## Tareas a realizar
**1)** Edita el fragmento sobre urbanismo entre "va a rescatar" y "la cultura urbana.", ambos incluidos, reemplazando "comunidad" por "vecindad".
**2)** Determina si cada afirmación concuerda con el fragmento sobre urbanismo. Responde sí o no y cita literalmente las palabras que lo deciden. (a) Jane Jacobs fue inicialmente ridiculizada por los tecnócratas del urbanismo moderno. (b) El libro "Muerte y vida de las grandes ciudades" es de 1972. (c) Para Jacobs, una calle segura tiene manzanas muy grandes.

## Fragmento proporcionado
↓

Algunas de las ciudades más exitosas en esta
materia han salido de sus espirales de deterioro conjugado
la planificación proactiva con alta calidad
de diseño, materiales y construcción,
sumado a la instalación de una cultura de la
higiene urbana y el mantenimiento constante, o como
le gusta decir al ex-alcalde de Curitiba,
Jaime Lerner: "Obsesión
por la acupuntura urbana".
Una de las primeras en señalar estas cuestiones
fue Jane Jacobs, famosa y polémica
militante por los derechos civiles en Nueva York. Inicialmente
ridiculizada por los tecnócratas del urbanismo
moderno, hoy es reivindicada y citada hasta por el
propio presidente Obama. En su libro "Muerte
y vida de las grandes ciudades" (1962)
va a rescatar las ricas preexistencias de la ciudad
multifuncional, compacta y densa donde la calle, el
barrio y la comunidad son vitales en la cultura urbana.
"Mantener la seguridad de la ciudad
es tarea principal de las calles y las veredas". Para ella una calle
segura es la que propone una clara delimitación
entre el espacio público y el privado, con gente
y movimiento constantes, manzanas no muy grandes que
generen numerosas esquinas y cruces de calles, donde
los edificios miren hacia la acera para que muchos
ojos la custodien.
Como plantea la ONU: "El futuro
de la humanidad y del planeta depende de tener mejores
ciudades".
Sabemos que replegarnos al espacio
privado, o huir al insustentable urbanismo difuso de
las periferias no es solución y agrava el problema.
Nuestra "calidad de vida" no puede depender de ghettos
custodiados por murallas, alarmas y ejércitos
privados. Por eso reducir la inseguridad y los niveles
de temor es tan prioritario como hacerlas más
eficientes, integradas y creativas. Debemos volver
a mirar el espacio público como el corazón
de la vida moderna, su diseño, su uso, su gestión
y nuevas funciones.

↑

## Datos de origen
↓

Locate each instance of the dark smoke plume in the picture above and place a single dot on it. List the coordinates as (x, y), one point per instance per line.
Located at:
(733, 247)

↑

## Respuestas del ejercicio
**1)**
va a rescatar las ricas preexistencias de la ciudad
multifuncional, compacta y densa donde la calle, el
barrio y la vecindad son vitales en la cultura urbana.

**2)**
(a) Sí: «Inicialmente ridiculizada por los tecnócratas del urbanismo moderno».
(b) No: «"Muerte y vida de las grandes ciudades" (1962)».
(c) No: «manzanas no muy grandes que generen numerosas esquinas y cruces de calles».